__Task requirements__
All the data must come back unchanged, except that pictures are left out.

__Stored records__
# # #

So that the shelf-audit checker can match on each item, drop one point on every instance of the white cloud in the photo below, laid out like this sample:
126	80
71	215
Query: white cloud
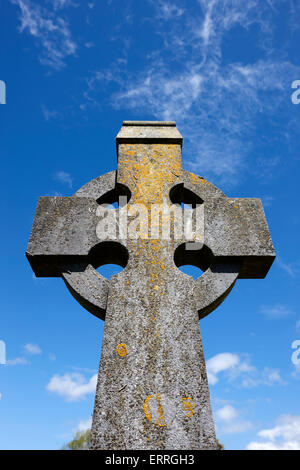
235	367
285	435
84	425
290	268
17	361
226	413
228	421
59	4
73	386
50	31
216	104
32	349
64	177
274	312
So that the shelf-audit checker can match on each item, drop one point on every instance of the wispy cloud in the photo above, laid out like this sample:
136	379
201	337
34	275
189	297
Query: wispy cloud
219	363
216	103
17	361
290	268
229	422
285	435
84	425
234	367
64	177
167	10
32	349
274	312
73	386
50	31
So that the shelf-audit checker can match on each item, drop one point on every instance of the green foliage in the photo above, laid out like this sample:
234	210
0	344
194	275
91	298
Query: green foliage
81	441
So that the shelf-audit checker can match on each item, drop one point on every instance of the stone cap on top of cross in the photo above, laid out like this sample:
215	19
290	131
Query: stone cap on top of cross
147	132
150	123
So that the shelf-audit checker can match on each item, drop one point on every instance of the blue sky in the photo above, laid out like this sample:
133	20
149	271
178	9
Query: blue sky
73	72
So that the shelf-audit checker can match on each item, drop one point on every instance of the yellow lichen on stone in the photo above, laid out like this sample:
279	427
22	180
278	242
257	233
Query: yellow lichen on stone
122	350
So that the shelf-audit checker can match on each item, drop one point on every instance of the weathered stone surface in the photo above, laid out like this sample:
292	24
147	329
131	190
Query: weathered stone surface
152	390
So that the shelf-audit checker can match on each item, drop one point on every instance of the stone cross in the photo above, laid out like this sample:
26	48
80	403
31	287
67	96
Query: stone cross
152	390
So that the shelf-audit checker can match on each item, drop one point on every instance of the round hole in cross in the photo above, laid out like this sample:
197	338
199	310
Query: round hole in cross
108	258
192	259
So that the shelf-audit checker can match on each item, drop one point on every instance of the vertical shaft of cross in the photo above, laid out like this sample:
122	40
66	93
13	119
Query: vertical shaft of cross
152	390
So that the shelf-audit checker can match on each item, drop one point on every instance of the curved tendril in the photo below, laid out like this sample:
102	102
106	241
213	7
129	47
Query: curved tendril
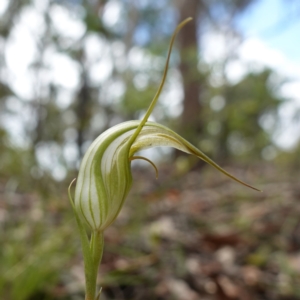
153	103
148	160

# # #

__Solution for this exercise__
So that the shelf-audit checker can match on each item, drop one point on every instance of the white cloud in the photo below, laid out like this sample:
126	80
71	215
Query: white cloud
235	367
285	435
84	425
290	268
17	361
226	413
228	421
59	4
73	386
50	31
216	104
32	349
64	177
274	312
So that the shelf-audit checker can match on each item, drop one point on every instance of the wispy cloud in the photo above, laid out like this sample:
136	379
201	337
34	275
189	297
Query: wispy cloud
219	363
216	103
17	361
290	268
229	422
285	435
84	425
234	367
64	177
167	10
32	349
274	312
73	386
50	31
So that the shelf-audit checker can match on each item, drop one point on every instance of the green foliage in the photo above, laid out like this sample:
234	210
0	344
194	275
91	298
Query: green foliage
81	441
So that the shelf-audit checker can match on each item, drop one point on every instance of the stone cap on top of cross in the photo above, laid out like this sample:
215	19
290	131
Query: stone cap on top of cross
147	132
150	123
So that the shelf-audit checker can match on each item, drop one point on every instance of the blue sky in the photo above, laid out like this sample:
133	20
149	271
178	9
Query: blue sky
73	72
So that the shelf-audit checker can match on each item, drop one point on every instance of the yellow lichen on stone in the photo above, laid out like this sample:
279	427
22	180
278	242
257	233
Query: yellow lichen on stone
122	350
So that the shelf-audit checker can match on each item, drop one point on every instance of the weathered stone surface in the photo above, laid out like this sample:
292	24
147	329
131	190
Query: weathered stone surface
152	390
So that the shelf-audit checker can match on each item, drop one point on every instance of the stone cross in the photo above, laid out like this sample:
26	48
80	403
31	287
67	96
Query: stone cross
152	390
So that the shelf-audit checker can match on each item, drop one point on every instance of the round hole in cross in the photo above, laid out like this sample:
197	338
199	310
Query: round hole in cross
108	258
192	259
So that the shelf-audit checker can match on each item, drop one point on every instance of the vertical shaft of cross in the photo above, laid out like this sample:
122	40
66	93
13	119
Query: vertical shaft of cross
152	390
So that the shelf-audit checker can match on each item, drop one point on every instance of the curved tendril in the photo below, laid out like this sample:
102	102
106	241
213	7
129	47
Query: curved tendril
153	103
148	160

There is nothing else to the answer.